*SOURCE EXCERPT*
════
Most households in low-income countries cannot afford to buy clean heating solutions despite green subsidy schemes becoming increasingly popular, a new analysis shows. This leaves people with no choice but to install overly subsidised gas boilers, which are threatening Europe’s decarbonisation goals.    

A household in Bulgaria, Hungary, Poland, Portugal or Romania may take 10 years longer than one in France, Germany, Italy or the UK to recover the installation costs of a heat pump, and five or more years longer for solar thermal installations. These are the findings of the latest analysis by the European Environmental Bureau (EEB) on behalf of the Coolproducts campaign.

See interactive map and methodology below

The study identifies the initial investment required to buy clean heating solutions as one of the main reasons behind the slow uptake of this technology in parts of Europe and blames a combination of insufficient and inconsistent incentives.
════
*SET EXERCISE 1*
Locate every line in the records that contains the word "shin" and copy each of those lines. Case counts.

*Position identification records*
════
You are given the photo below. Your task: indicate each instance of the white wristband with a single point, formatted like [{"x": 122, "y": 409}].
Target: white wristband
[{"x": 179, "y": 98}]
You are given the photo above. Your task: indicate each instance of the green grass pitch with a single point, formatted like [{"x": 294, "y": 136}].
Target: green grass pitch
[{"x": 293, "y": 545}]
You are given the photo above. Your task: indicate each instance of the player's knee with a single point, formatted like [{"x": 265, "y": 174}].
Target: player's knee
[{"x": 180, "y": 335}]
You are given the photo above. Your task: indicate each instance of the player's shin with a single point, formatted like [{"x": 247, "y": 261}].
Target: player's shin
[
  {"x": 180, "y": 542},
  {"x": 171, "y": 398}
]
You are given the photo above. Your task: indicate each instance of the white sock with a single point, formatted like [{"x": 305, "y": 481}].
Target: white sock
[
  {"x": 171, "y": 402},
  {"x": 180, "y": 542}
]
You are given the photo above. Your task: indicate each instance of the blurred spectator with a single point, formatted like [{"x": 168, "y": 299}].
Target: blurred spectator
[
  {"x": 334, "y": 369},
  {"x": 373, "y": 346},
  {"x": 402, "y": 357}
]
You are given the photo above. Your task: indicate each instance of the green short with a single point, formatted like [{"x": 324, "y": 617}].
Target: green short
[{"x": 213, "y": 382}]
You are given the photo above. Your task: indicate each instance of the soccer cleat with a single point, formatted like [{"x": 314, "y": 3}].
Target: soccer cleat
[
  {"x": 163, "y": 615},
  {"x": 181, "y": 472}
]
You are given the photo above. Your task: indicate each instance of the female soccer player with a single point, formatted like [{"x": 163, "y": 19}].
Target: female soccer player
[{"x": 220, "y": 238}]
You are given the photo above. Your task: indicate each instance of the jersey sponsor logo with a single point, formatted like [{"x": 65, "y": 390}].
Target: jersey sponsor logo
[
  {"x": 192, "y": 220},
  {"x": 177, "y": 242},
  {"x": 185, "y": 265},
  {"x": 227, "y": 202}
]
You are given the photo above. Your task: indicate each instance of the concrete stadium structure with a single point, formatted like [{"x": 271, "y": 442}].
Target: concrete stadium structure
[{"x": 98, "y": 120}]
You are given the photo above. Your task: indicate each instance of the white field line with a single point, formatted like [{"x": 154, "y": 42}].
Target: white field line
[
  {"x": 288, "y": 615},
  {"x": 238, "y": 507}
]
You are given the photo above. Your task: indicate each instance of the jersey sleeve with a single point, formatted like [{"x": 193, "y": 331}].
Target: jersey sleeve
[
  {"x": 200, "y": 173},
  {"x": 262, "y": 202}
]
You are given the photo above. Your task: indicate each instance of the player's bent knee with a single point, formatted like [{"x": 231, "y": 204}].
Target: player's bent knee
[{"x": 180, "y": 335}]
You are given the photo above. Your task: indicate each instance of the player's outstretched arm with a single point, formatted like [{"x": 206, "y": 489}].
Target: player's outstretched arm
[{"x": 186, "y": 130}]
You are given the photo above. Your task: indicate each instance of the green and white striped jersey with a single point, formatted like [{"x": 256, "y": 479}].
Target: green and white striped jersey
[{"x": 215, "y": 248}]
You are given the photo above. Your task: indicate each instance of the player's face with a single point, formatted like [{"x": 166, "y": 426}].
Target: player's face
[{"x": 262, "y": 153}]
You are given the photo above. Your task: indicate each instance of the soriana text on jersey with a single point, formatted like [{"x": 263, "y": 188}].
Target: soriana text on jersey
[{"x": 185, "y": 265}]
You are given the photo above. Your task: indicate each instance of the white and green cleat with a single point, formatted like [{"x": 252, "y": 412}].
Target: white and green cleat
════
*SET EXERCISE 2*
Pick up the article on the cost of clean heating in Europe after its last sentence and keep writing it.

*RIGHT ANSWER 1*
You are given the photo above. Your task: indicate each instance of the player's shin with a single point, formatted like [{"x": 247, "y": 261}].
Target: player's shin

*RIGHT ANSWER 2*
On the one hand, loans, grants, and tax reductions are not sufficient to support the shift widely and fairly across the population, with most people in low-income countries unable to afford this technology.

On the other hand, in most cases, governments have been found to still use ‘green’ energy schemes to finance the installation of new gas boilers, which typically cost three times less than a heat pump despite posing one of the greatest challenges to achieving climate neutrality.

The analysis does not consider other reasons contributing to the slow uptake of clean heating, namely the huge amounts of fossil fuel subsidies reducing the cost of gas heating, and the slow insulation rates in some countries – both of which hinder the energy saving potential of renewables.

The heating and cooling sector is responsible for a third of the EU’s CO2 emissions, with gas boilers being the main source. The European Commission estimates that a 40% reduction in gas heating emissions is needed to achieve the EU’s 2030 climate targets, while a study by Coolproducts partners ECOS finds that a total phase-out of gas and oil boilers is needed by 2025 if Europe wants to achieve carbon neutrality by 2050.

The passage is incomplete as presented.